> [Task]
Look below for the line containing "Exercise. Point out the giant", then write out that line and every line after it to the end, exactly, minus the pictures.

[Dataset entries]
==============================
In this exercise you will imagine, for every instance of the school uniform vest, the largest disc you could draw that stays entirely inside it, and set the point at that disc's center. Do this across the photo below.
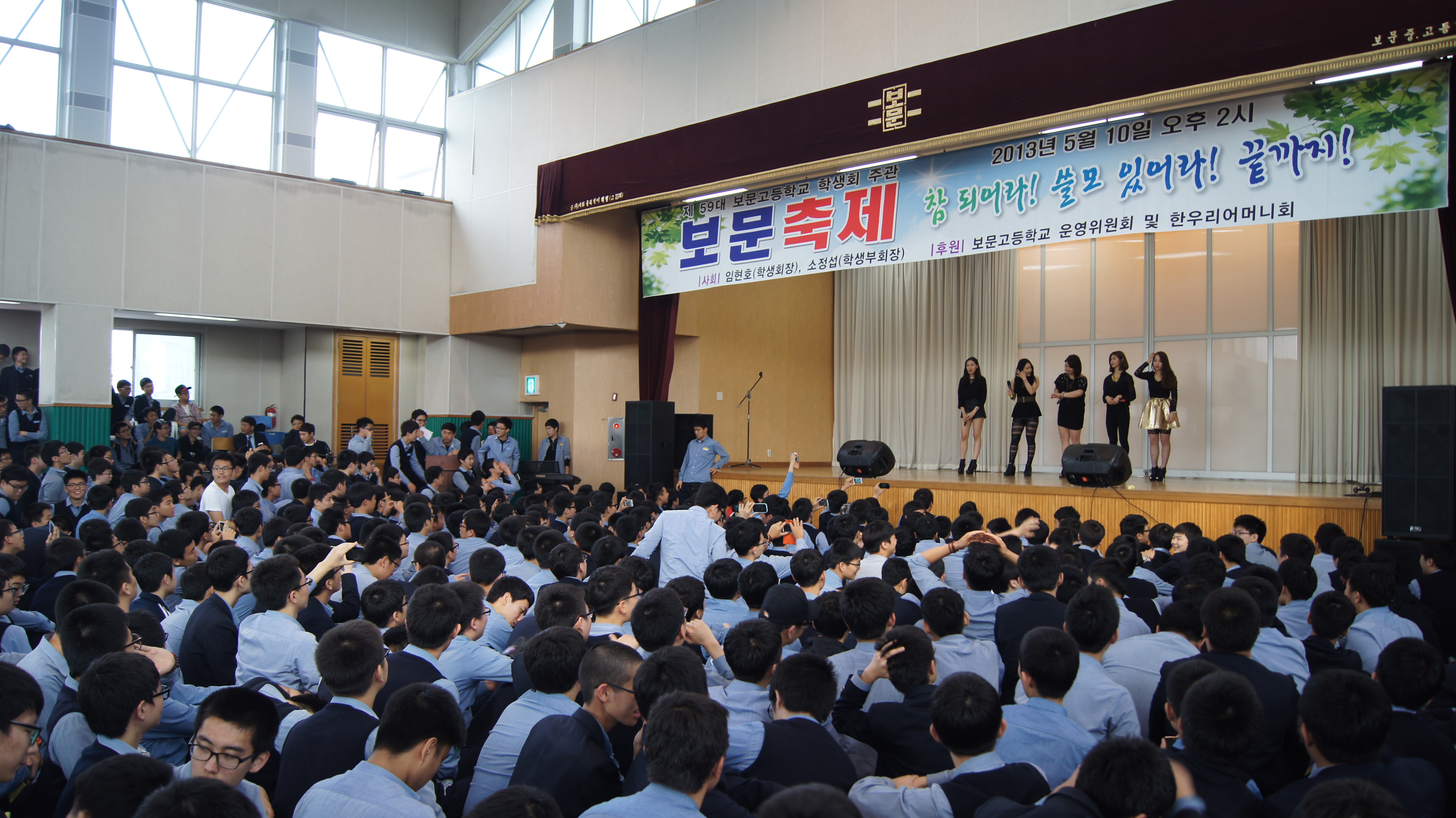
(405, 669)
(1018, 782)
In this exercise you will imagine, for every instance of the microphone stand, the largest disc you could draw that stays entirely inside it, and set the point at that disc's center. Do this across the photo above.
(749, 464)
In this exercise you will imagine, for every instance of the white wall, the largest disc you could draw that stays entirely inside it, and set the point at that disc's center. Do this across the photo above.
(119, 229)
(419, 25)
(464, 373)
(707, 62)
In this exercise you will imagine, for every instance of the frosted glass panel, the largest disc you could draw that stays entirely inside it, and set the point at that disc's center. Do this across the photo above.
(1286, 402)
(1069, 290)
(1120, 276)
(1241, 279)
(1240, 404)
(1051, 453)
(1286, 276)
(1097, 418)
(1029, 296)
(1182, 283)
(1190, 362)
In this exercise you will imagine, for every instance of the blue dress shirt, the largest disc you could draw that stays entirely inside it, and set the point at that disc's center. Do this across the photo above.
(1375, 630)
(746, 702)
(368, 791)
(1138, 666)
(277, 648)
(957, 654)
(654, 801)
(1297, 619)
(1040, 733)
(491, 446)
(703, 456)
(879, 797)
(1103, 707)
(497, 762)
(691, 542)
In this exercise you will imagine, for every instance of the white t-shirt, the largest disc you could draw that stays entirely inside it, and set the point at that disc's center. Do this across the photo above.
(215, 500)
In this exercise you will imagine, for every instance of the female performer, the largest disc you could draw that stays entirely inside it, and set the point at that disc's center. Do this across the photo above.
(1026, 416)
(1119, 394)
(1071, 391)
(1161, 411)
(970, 398)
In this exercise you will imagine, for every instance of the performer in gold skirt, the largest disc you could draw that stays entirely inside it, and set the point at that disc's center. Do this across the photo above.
(1161, 411)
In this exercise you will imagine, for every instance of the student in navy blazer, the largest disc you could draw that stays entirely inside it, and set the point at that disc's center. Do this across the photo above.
(209, 656)
(571, 756)
(331, 743)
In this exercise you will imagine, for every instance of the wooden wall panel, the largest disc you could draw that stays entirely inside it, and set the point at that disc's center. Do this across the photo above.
(1212, 513)
(786, 330)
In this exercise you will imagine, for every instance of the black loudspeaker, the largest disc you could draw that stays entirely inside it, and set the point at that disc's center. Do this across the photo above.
(1097, 465)
(649, 458)
(684, 434)
(1407, 558)
(866, 459)
(1419, 458)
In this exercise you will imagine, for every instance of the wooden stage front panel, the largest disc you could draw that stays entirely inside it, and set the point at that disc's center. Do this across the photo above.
(1212, 504)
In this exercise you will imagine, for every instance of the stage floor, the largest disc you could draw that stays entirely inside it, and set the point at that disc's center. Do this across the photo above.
(1285, 506)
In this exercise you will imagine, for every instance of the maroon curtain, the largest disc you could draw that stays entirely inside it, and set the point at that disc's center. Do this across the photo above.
(548, 188)
(657, 328)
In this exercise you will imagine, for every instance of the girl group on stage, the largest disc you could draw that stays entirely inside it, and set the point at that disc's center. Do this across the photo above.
(1069, 391)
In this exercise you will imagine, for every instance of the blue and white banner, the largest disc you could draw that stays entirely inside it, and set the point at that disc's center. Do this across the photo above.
(1374, 145)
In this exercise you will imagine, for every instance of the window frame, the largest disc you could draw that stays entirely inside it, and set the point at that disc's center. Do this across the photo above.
(274, 94)
(382, 122)
(62, 56)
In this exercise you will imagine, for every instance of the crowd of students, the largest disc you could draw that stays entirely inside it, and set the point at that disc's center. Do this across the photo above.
(261, 637)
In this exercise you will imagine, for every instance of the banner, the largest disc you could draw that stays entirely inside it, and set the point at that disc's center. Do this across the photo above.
(1374, 145)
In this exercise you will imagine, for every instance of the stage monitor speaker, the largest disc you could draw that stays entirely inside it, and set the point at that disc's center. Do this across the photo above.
(1419, 459)
(1407, 558)
(866, 459)
(649, 443)
(684, 433)
(1097, 465)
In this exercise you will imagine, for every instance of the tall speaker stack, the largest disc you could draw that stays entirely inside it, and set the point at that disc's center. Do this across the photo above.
(649, 456)
(1419, 461)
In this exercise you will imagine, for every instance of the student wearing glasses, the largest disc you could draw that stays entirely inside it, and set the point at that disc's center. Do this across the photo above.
(122, 698)
(235, 736)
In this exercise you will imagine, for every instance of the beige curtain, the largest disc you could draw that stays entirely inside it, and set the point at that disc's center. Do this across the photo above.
(902, 335)
(1375, 312)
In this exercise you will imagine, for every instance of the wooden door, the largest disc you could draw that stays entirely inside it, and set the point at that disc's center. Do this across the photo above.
(365, 386)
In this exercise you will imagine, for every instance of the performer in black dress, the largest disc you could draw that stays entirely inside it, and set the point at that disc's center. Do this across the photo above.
(1069, 392)
(970, 400)
(1026, 416)
(1161, 411)
(1119, 392)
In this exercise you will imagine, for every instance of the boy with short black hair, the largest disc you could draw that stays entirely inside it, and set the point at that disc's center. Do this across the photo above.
(966, 718)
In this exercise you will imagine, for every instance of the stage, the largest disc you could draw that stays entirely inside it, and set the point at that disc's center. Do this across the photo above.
(1285, 506)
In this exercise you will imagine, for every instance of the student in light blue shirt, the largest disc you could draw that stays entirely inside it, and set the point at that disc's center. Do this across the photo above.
(500, 446)
(691, 539)
(510, 597)
(468, 662)
(685, 746)
(420, 727)
(753, 650)
(944, 619)
(704, 458)
(1372, 587)
(1040, 731)
(553, 660)
(1299, 589)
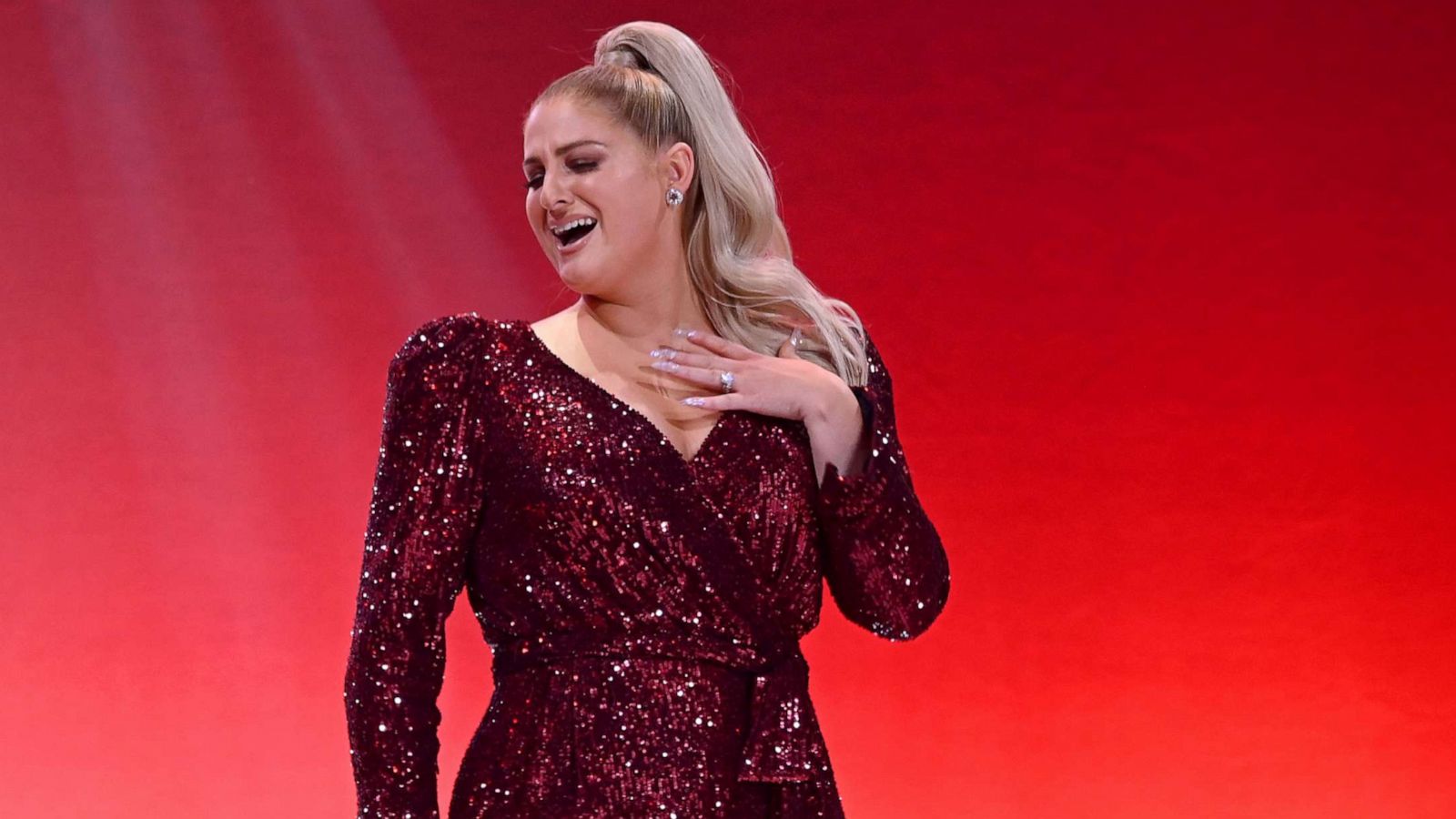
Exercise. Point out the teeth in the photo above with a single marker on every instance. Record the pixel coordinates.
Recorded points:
(572, 223)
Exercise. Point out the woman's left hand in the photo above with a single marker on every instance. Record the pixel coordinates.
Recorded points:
(783, 385)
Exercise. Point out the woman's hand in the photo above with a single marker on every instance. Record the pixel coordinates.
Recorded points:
(783, 385)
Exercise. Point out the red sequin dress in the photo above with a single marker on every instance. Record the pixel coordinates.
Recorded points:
(644, 611)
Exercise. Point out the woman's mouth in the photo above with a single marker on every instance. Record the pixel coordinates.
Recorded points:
(571, 239)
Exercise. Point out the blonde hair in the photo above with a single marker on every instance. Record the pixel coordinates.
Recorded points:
(660, 84)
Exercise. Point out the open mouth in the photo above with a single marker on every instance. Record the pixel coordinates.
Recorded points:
(574, 235)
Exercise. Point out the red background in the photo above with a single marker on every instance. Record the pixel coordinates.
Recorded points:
(1165, 288)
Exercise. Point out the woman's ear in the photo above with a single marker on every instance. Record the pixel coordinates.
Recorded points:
(681, 167)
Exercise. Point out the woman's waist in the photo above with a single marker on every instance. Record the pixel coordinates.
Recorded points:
(548, 649)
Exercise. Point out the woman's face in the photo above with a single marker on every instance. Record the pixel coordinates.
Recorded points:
(580, 164)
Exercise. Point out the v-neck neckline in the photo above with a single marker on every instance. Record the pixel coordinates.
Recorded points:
(689, 462)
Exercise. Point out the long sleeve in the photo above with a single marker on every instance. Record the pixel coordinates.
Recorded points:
(422, 518)
(885, 561)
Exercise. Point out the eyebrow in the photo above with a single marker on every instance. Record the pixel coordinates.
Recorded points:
(564, 149)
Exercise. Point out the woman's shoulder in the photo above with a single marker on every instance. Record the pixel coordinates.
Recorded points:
(455, 331)
(456, 343)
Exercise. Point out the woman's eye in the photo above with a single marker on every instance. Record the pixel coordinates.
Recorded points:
(536, 181)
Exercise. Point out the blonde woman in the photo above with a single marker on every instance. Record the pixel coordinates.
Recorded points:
(641, 494)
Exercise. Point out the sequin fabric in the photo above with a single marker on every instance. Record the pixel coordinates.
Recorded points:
(644, 611)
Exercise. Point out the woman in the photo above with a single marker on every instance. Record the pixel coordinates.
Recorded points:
(642, 519)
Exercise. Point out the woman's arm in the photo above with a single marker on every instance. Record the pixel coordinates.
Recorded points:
(422, 516)
(885, 561)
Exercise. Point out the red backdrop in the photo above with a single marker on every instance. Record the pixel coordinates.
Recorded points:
(1165, 290)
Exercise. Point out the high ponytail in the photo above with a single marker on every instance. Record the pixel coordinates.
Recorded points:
(662, 85)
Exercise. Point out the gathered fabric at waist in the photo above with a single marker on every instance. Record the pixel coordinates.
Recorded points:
(783, 743)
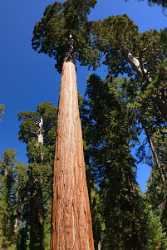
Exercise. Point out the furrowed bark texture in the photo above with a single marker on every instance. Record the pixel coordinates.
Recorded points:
(71, 217)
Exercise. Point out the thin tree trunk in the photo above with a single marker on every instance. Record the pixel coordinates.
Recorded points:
(154, 153)
(71, 218)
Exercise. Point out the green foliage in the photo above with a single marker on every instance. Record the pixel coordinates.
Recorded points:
(157, 238)
(51, 34)
(112, 167)
(7, 200)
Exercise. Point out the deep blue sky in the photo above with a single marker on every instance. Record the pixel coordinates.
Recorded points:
(28, 78)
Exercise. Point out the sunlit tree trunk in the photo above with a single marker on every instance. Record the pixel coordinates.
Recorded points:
(71, 218)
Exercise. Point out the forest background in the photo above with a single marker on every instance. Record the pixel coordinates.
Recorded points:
(29, 79)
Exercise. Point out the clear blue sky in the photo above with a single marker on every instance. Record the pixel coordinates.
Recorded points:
(28, 78)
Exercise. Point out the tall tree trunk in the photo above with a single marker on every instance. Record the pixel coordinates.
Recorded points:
(71, 218)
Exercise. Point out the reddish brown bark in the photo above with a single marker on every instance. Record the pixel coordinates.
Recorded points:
(71, 218)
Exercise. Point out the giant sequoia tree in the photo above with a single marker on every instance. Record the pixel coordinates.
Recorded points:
(63, 33)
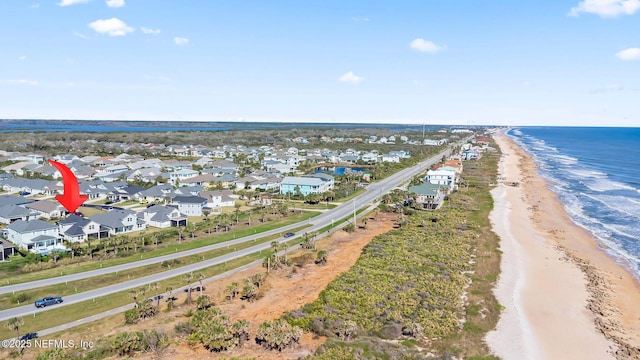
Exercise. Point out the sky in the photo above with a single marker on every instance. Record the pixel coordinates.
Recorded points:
(465, 62)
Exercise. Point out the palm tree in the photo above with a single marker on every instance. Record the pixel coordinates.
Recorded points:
(232, 289)
(134, 296)
(169, 290)
(322, 257)
(200, 278)
(180, 232)
(188, 278)
(14, 324)
(154, 286)
(89, 248)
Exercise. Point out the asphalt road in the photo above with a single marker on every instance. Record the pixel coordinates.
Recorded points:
(373, 192)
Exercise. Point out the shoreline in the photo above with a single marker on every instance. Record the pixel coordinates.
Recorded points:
(564, 296)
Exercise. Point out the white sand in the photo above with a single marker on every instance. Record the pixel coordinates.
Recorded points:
==============================
> [Expected answer]
Exercise. Point out the giant sequoia tree in the photo above with a single marker on every instance. Record the pixel coordinates.
Recorded points:
(63, 33)
Exercise. Point out the sky in the photo above with a single marker on every instance. Record the pixel coordinates.
Recorded points:
(465, 62)
Exercise. Point out the palm tree in the photo above with a single marker on every instance. Record the pixel coordinates.
Recorded points:
(232, 289)
(134, 296)
(169, 290)
(322, 257)
(200, 278)
(180, 232)
(188, 278)
(14, 324)
(154, 286)
(89, 248)
Exercise. Point out the asphalt road in the photo above with a single marker on every instance. Record the pixel coordinates.
Recorded points:
(373, 192)
Exercise. Point out the shoreline in the photo above with a single marker on every instance. Record the pixel coordinates.
Recorded points:
(564, 296)
Exercise. Point out the white sand in the photo above with a single marker on every instance. Record the pixel coordinates.
Recorded points:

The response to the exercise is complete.